What needs to be done:
The data is to be set down once more, exactly as it reads.

Extracted entries:
——

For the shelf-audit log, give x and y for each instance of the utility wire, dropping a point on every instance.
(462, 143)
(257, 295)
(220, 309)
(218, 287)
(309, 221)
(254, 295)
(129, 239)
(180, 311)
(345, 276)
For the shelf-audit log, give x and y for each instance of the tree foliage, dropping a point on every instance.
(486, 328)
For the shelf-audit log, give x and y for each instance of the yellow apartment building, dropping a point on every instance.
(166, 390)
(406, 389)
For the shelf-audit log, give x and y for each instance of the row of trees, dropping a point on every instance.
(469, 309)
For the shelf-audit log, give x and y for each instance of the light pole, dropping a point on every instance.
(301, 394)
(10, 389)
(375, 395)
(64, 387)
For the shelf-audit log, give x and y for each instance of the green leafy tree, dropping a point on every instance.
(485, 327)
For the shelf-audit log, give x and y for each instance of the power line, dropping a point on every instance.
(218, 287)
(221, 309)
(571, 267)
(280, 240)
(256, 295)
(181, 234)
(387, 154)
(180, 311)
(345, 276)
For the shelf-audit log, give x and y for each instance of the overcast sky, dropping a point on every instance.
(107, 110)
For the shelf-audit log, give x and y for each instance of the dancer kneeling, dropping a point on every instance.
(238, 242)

——

Task result:
For the shelf-audit log, give x and y for each instance of the utility wire, dropping a point on every instance.
(462, 143)
(257, 295)
(220, 309)
(218, 287)
(309, 221)
(254, 295)
(129, 239)
(180, 311)
(345, 276)
For the shelf-audit log, give x and y for each instance of the tree foliage, dropping a point on every instance.
(486, 328)
For the shelf-audit log, give x and y for each instance of the yellow apartment building, dropping a point on every instance.
(166, 390)
(406, 389)
For the shelf-audit log, give x and y for each instance of the row of trees, dropping a point on every instance.
(469, 309)
For the shelf-audit log, give x and y for each instance of the light pole, dropping a point on every instance.
(301, 394)
(10, 389)
(375, 395)
(64, 387)
For the shelf-audit log, give x and y for each instance of the green leafy tree, dropping a point on every instance.
(485, 327)
For the shelf-audit log, give x and y for each instance of the power line, dropping a point on every instance.
(218, 287)
(221, 309)
(571, 267)
(280, 240)
(256, 295)
(181, 234)
(387, 154)
(180, 311)
(345, 276)
For the shelf-audit log, give x and y for each instance of the overcast sky, dropping a point on every instance.
(107, 110)
For the shelf-audit log, give x and y for each instance of the dancer kneeling, dropping a point on every instance.
(238, 242)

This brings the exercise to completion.